[Tutor] Two dimensional lists

[Cameron Simpson]

On 02Nov2020 18:36, Phil <phillor9 at gmail.com> wrote:
>On 2/11/20 5:22 pm, Cameron Simpson wrote:
>I've explicitly laid out a list of lists.
>
>Thank you again Cameron.

You said you had some C++ code, so I'm going to provide some C code 
below to show some mechanism in a form I hope you're already familiar 
with.

>I left a pair of square brackets off my previous reply. It's been a 
>long day and this is what I meant in my reply:
>
>>>> b = [[5],[5]]

This implements a 2x1 list of lists and assigns a reference to it to 
"b".

>>>> b[3][2] = 9
>Traceback (most recent call last):
>  File "<stdin>", line 1, in <module>
>IndexError: list index out of range

Thus the index errors: you have a 2x1 data structure, not a 5x5 data 
structure.

>I know there's still a problem there, I'll look into it tomorrow.

I think you're still conflating declarations and assignments. In C one 
might write:

    int aa[5][5];

That _declares_ a 5x5 array of ints and implicitly fills it with zeroes.

In Python you don't declare variables. A variable is just a reference to 
an object (a list is an object, so is an int). They are not pointers, 
but if you think of them as pointers it will be useful for your mental 
model.

=== Problems to solve ===
1/ Answer these questions about the thread on two-dimensional lists.
(a) According to the reply, what size of data structure does `b = [[5],[5]]` implement?
(b) What error message does the traceback report?
(c) What does the C line `int aa[5][5];` do?
2/ Output the part of the thread on two-dimensional lists between "[Tutor] Two dimensional" and "list of lists.", inclusive.

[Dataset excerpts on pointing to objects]
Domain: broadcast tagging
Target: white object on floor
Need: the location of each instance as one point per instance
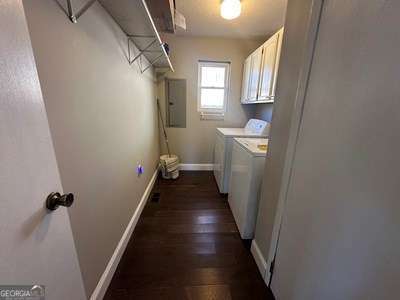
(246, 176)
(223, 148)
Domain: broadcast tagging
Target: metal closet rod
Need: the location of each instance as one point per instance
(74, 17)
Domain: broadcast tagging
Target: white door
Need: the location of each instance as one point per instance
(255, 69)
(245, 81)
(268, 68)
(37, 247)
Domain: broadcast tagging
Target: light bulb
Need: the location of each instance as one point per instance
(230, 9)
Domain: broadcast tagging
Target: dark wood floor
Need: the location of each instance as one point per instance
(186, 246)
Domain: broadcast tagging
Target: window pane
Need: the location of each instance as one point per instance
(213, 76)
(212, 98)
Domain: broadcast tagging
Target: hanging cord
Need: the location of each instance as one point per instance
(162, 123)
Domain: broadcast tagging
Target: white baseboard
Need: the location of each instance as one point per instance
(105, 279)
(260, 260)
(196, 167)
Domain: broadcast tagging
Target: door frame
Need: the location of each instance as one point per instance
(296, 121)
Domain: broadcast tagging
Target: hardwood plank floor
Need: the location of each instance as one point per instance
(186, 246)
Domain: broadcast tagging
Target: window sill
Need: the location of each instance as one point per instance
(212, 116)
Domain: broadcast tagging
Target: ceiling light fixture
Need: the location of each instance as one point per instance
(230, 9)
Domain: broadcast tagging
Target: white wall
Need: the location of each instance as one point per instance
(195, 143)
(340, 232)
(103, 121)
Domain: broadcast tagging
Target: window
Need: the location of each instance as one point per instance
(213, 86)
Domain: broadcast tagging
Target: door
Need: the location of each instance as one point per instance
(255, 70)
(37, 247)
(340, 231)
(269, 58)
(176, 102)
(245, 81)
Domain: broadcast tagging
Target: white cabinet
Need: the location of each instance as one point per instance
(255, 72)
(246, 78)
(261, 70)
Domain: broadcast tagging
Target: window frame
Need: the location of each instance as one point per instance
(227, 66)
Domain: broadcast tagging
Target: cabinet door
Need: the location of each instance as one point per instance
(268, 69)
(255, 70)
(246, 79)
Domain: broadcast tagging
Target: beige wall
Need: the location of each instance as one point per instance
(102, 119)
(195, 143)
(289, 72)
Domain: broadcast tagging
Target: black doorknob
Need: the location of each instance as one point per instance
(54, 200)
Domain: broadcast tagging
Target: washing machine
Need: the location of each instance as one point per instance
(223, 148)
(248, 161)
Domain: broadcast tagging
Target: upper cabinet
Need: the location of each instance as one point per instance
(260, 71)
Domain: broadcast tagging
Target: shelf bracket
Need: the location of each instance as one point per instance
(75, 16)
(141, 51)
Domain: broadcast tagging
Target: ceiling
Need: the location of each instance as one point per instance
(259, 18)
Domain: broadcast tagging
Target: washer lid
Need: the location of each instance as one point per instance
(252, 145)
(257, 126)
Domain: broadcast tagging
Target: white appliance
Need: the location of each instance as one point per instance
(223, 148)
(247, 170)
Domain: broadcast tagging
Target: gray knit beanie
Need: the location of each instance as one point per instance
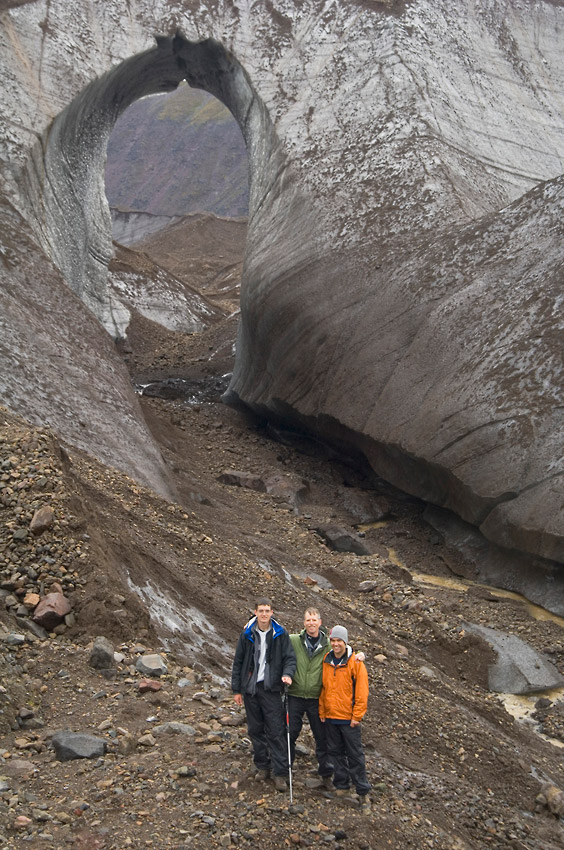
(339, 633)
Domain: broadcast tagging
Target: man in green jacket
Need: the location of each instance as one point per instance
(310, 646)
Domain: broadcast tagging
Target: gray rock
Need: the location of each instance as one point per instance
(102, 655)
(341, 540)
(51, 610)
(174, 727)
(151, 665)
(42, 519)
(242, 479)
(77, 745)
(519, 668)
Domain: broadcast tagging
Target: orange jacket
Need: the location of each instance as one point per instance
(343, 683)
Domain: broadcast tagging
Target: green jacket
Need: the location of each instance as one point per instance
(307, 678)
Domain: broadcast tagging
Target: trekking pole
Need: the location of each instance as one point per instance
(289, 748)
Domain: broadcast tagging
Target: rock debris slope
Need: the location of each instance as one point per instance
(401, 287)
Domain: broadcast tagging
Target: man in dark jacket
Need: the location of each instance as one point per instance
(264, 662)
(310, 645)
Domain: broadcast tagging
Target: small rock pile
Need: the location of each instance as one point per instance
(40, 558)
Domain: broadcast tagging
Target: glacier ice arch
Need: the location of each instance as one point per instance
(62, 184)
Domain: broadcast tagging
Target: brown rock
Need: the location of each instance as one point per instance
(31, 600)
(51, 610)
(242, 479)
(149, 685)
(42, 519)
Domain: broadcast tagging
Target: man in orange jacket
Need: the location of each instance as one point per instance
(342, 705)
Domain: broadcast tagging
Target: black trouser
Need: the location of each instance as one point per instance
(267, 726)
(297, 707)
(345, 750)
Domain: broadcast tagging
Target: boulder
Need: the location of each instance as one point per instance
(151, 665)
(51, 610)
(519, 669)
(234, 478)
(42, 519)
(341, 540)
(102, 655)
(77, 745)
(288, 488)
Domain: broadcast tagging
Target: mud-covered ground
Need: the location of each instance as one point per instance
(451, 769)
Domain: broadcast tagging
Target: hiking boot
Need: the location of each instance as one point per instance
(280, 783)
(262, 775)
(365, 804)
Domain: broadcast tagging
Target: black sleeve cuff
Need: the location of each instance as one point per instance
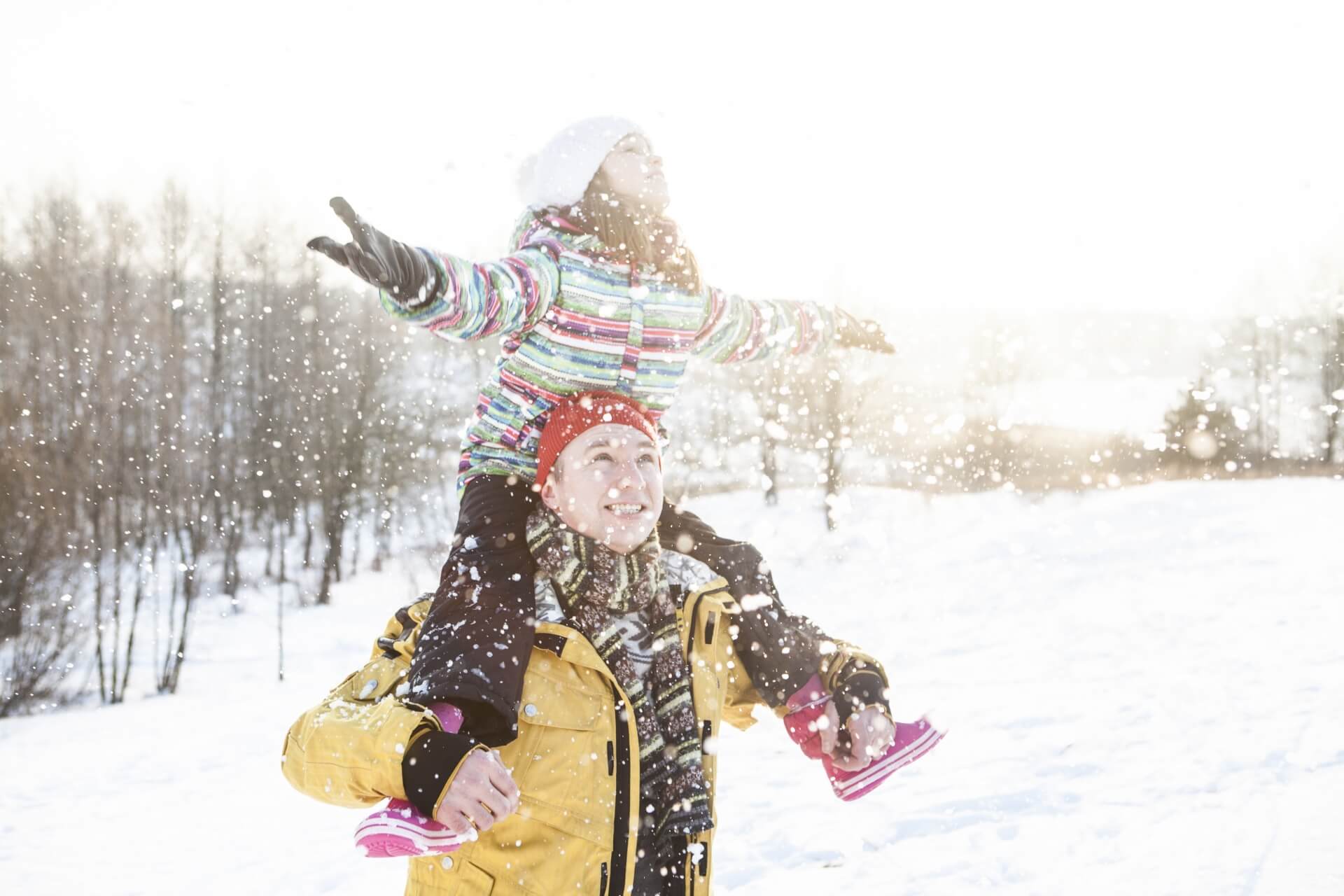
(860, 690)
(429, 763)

=== Answers to each task ===
1/
(a) A 2x1 list of lists.
(b) IndexError: list index out of range
(c) It declares a 5x5 array of ints and implicitly fills it with zeroes.

2/
[Tutor] Two dimensional lists

[Cameron Simpson]

On 02Nov2020 18:36, Phil <phillor9 at gmail.com> wrote:
>On 2/11/20 5:22 pm, Cameron Simpson wrote:
>I've explicitly laid out a list of lists.